Excerpts from a dataset
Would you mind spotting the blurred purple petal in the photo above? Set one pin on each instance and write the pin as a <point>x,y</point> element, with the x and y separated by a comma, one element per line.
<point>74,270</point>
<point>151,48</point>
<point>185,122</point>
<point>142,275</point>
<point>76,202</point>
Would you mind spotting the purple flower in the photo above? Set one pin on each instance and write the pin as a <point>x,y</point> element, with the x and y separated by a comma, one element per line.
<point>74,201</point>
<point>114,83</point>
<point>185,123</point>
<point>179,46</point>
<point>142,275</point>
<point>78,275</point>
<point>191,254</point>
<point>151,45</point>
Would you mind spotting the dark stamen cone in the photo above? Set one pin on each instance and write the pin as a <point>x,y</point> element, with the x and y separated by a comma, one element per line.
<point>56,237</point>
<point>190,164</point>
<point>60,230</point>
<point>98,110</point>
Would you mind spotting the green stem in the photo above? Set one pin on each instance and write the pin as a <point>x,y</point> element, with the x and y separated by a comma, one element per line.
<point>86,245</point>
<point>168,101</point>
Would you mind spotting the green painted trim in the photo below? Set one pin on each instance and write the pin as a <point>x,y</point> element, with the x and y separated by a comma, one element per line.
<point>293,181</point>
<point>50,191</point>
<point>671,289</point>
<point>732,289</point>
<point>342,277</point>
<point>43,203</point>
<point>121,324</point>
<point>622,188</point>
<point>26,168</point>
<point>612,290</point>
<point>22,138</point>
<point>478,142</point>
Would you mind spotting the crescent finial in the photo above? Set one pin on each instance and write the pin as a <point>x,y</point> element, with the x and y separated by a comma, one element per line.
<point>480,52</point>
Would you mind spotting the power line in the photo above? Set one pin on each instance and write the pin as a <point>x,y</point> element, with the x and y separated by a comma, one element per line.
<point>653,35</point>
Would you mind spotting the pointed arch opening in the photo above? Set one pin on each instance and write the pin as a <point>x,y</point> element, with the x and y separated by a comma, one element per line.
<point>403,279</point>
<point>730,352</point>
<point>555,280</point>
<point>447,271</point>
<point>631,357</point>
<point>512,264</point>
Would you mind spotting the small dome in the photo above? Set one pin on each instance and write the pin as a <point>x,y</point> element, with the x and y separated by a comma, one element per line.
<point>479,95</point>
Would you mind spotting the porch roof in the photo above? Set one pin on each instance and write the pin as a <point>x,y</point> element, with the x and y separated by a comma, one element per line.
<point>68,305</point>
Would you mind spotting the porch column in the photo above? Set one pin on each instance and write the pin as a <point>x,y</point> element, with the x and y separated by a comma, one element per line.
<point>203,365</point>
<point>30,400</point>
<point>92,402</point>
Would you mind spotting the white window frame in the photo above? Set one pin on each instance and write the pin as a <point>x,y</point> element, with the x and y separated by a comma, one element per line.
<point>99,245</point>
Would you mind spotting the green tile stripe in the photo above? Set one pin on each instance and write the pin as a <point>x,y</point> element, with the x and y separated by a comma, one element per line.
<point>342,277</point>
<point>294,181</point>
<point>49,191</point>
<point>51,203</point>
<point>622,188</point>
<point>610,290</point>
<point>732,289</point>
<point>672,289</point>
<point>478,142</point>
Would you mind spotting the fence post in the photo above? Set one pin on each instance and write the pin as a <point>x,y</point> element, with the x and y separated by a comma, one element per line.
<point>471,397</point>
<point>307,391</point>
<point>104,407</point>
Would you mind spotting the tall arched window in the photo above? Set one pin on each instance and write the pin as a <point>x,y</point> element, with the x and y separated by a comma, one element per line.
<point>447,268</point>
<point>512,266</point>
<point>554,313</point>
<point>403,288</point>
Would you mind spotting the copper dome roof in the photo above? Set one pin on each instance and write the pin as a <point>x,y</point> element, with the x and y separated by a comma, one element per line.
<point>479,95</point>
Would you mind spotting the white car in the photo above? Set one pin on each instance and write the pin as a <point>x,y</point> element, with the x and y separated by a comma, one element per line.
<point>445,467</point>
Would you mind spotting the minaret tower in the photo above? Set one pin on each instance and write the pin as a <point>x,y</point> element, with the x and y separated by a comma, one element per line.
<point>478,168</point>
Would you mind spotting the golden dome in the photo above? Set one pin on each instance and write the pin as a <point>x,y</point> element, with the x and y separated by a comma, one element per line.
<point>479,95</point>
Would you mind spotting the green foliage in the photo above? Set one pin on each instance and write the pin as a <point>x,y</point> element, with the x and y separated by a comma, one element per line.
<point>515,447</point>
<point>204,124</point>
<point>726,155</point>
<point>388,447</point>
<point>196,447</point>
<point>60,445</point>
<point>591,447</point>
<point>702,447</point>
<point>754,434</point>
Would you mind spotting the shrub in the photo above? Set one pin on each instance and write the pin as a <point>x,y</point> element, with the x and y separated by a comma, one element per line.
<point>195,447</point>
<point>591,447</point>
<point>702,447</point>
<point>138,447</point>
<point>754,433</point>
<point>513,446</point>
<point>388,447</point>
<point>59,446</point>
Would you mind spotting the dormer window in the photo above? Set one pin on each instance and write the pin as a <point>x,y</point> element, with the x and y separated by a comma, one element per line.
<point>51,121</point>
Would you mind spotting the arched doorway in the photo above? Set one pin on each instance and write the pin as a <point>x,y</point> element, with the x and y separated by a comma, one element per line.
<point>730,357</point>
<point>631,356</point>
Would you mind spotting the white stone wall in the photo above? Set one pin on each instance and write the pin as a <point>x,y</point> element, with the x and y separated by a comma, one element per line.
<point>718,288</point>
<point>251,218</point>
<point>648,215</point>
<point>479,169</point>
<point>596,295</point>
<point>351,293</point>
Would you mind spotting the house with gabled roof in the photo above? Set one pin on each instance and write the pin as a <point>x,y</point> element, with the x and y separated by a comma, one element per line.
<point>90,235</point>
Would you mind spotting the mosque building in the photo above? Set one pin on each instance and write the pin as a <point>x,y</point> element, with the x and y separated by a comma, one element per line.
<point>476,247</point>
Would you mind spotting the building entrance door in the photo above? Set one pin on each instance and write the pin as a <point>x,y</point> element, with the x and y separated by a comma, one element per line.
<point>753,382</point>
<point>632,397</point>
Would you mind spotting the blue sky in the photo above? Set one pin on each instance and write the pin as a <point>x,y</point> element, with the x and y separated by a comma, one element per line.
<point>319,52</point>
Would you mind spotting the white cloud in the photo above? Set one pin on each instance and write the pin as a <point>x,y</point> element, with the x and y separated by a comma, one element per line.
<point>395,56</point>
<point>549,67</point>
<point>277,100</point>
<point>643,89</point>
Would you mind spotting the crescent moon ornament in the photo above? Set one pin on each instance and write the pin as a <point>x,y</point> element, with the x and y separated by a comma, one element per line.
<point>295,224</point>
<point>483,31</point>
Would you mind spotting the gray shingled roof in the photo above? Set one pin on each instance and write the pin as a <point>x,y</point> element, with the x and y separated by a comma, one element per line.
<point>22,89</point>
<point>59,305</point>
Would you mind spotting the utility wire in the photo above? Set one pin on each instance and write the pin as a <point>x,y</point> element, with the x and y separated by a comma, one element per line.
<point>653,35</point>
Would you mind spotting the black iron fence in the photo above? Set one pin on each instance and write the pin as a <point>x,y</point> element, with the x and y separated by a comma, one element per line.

» Brief:
The data must be given again in full, exactly as written.

» Finished exercise:
Would you mind spotting the blurred purple petal in the photo above? Set one pin on each instance and write the pin as a <point>x,y</point> element, with the x and y separated by a comma, one element per line.
<point>74,270</point>
<point>151,48</point>
<point>185,122</point>
<point>142,275</point>
<point>76,202</point>
Would you mind spotting the purple flower in the photo above? Set one pin on each instance and write the pin as a <point>x,y</point> element, with the x and y separated by a comma, one element per line.
<point>74,201</point>
<point>114,83</point>
<point>185,123</point>
<point>179,46</point>
<point>142,275</point>
<point>78,275</point>
<point>191,254</point>
<point>151,45</point>
Would you mind spotting the dark stamen cone in the photo above? Set one pin on each instance and write the pin as a <point>x,y</point> element, with the x and y separated by a comma, one element per line.
<point>56,237</point>
<point>190,164</point>
<point>60,230</point>
<point>98,110</point>
Would you mind spotting the green stem in the photo above? Set one pin on each instance and write the pin as a <point>x,y</point> element, with the x and y separated by a comma, one element per line.
<point>86,245</point>
<point>168,101</point>
Would you mind spotting the green painted trim in the photo below? Set one pin on each instance and write the pin as a <point>x,y</point> element, with the x and y separated by a comma, one element per line.
<point>293,181</point>
<point>50,191</point>
<point>671,289</point>
<point>732,289</point>
<point>342,277</point>
<point>43,203</point>
<point>121,324</point>
<point>622,188</point>
<point>26,168</point>
<point>612,290</point>
<point>22,138</point>
<point>478,142</point>
Would you mind spotting the crescent finial in the photo above? Set one pin on each instance and write the pin as a <point>x,y</point> element, with the x and y separated by a comma, one element per line.
<point>480,52</point>
Would you mind spotting the power line in the photo above? Set one pin on each instance and write the pin as a <point>x,y</point> element, with the x and y separated by a comma, one element per line.
<point>653,35</point>
Would you mind spotting the pointed arch opening in the photo above? Set one pin on each instance and write the pin as a <point>x,y</point> element, with the x and y separated by a comma, one element per line.
<point>403,279</point>
<point>730,352</point>
<point>555,280</point>
<point>447,271</point>
<point>631,357</point>
<point>512,264</point>
Would you mind spotting the small dome in the photo above? Set one pin on each instance and write the pin as a <point>x,y</point> element, with the x and y separated by a comma, one element per line.
<point>479,95</point>
Would you mind spotting the porch roof in the photo above? Set one pin on each instance and write the pin as a <point>x,y</point> element, with the x and y separated by a comma, one element per line.
<point>68,305</point>
Would you mind spotting the porch column in the photo above? Set one pin on each instance and write the pin as a <point>x,y</point> element, with the x and y separated by a comma, one element per line.
<point>203,365</point>
<point>30,400</point>
<point>92,402</point>
Would you mind spotting the white window frame in the photo above? Set one pin on each instance and write the pin as a <point>x,y</point> element, with the x and y separated by a comma, one element per line.
<point>99,245</point>
Would you mind spotting the green tile stripe in the photo above? Set one pin on each instance and write the pin as a <point>x,y</point> element, with the x and y separated by a comma, one element per line.
<point>342,277</point>
<point>294,181</point>
<point>49,191</point>
<point>51,203</point>
<point>622,188</point>
<point>610,290</point>
<point>732,289</point>
<point>672,289</point>
<point>478,142</point>
Would you mind spotting the fence post in the photo above? Set one pin on each instance and write the pin as a <point>x,y</point> element, with the x and y separated by a comma, one element per line.
<point>471,397</point>
<point>307,391</point>
<point>104,407</point>
Would you mind spotting the tall arched window in the photo above? Set one pin on each instance and write the pin as a <point>x,y</point> element, with the x and y separated by a comma, one element per line.
<point>447,268</point>
<point>512,266</point>
<point>554,313</point>
<point>403,288</point>
Would you mind spotting the copper dome roof in the photo above? Set one pin on each instance and write the pin as a <point>x,y</point> element, with the x and y separated by a comma, one element per line.
<point>479,95</point>
Would you mind spotting the white car in the photo above? Set one pin on each instance and write the pin as a <point>x,y</point> element, with the x and y separated by a comma, one element per line.
<point>445,467</point>
Would you mind spotting the minaret tower in the photo above? Set one pin on each instance and write the pin as a <point>x,y</point> element, with the x and y separated by a comma, one element per line.
<point>478,168</point>
Would you mind spotting the golden dome in the photo above? Set one pin on each instance and write the pin as a <point>x,y</point> element, with the x and y separated by a comma, one element per line.
<point>479,95</point>
Would you mind spotting the green foliage in the photo above? Set one pin on each instance and write the pin as a <point>x,y</point> element, with the x and y separated by a comma, one element per line.
<point>515,447</point>
<point>204,124</point>
<point>726,155</point>
<point>388,447</point>
<point>196,447</point>
<point>60,445</point>
<point>591,447</point>
<point>702,447</point>
<point>754,434</point>
Would you mind spotting the shrub in the photo above? Set one pin on each instance and write the pin as a <point>x,y</point> element, with the x and y separated by a comma, one element per line.
<point>195,447</point>
<point>591,447</point>
<point>702,447</point>
<point>138,447</point>
<point>754,433</point>
<point>513,446</point>
<point>388,447</point>
<point>59,446</point>
Would you mind spotting the dormer window in the photo above? Set one pin on each instance and write the pin as a <point>x,y</point> element, with the x and y separated by a comma, one element per line.
<point>51,121</point>
Would you mind spotting the arched doorway in the photo above? Set one pin on each instance and write the pin as a <point>x,y</point> element, with the x and y separated by a comma, one element per line.
<point>730,357</point>
<point>631,356</point>
Would you mind spotting the white stone wall in the photo above? Set one pin on each instance and write the pin as a <point>x,y</point> element, with the x and y separated by a comma, one element per line.
<point>718,288</point>
<point>251,218</point>
<point>648,215</point>
<point>479,169</point>
<point>596,295</point>
<point>351,293</point>
Would you mind spotting the house with gabled roof in the photo above? Set one pin on each instance and write the pin as a <point>x,y</point> element, with the x and y separated by a comma, one element per line.
<point>90,235</point>
Would you mind spotting the mosque building in the photo above? Set one pin on each instance and write the pin as a <point>x,y</point> element, with the x and y separated by a comma, one element per line.
<point>476,247</point>
Would you mind spotting the building entrance door in the photo above? Set one pin on each instance and write the pin as a <point>x,y</point> element, with the x and y separated by a comma, one element per line.
<point>753,382</point>
<point>632,397</point>
Would you mind spotting the blue sky in the photo above? Set one pin on each instance and write the pin as a <point>x,y</point> element, with the x and y separated by a comma, one element per line.
<point>319,52</point>
Would you mind spotting the white cloud in the photo above? Set one pin on each instance and write the pin as a <point>x,y</point> element, with the x and y separated by a comma, one element per line.
<point>395,56</point>
<point>549,67</point>
<point>277,100</point>
<point>643,89</point>
Would you mind spotting the crescent moon ornament in the photo above? Set one pin on each instance and write the pin as a <point>x,y</point> element, with the x and y separated by a comma, one element per line.
<point>295,224</point>
<point>483,31</point>
Would you mind spotting the gray shingled roof in the photo above? Set one pin on each instance and write the pin as a <point>x,y</point> element, with the x and y separated by a comma, one element per line.
<point>22,89</point>
<point>59,305</point>
Would you mind spotting the utility wire in the photo above? Set one pin on each instance and write the pin as a <point>x,y</point> element, with the x and y separated by a comma, one element per line.
<point>653,35</point>
Would you mind spotting the black iron fence in the photo above? Set one pin on each instance and write the pin as a <point>x,y</point> element, with the x and y separated by a comma, one element per line.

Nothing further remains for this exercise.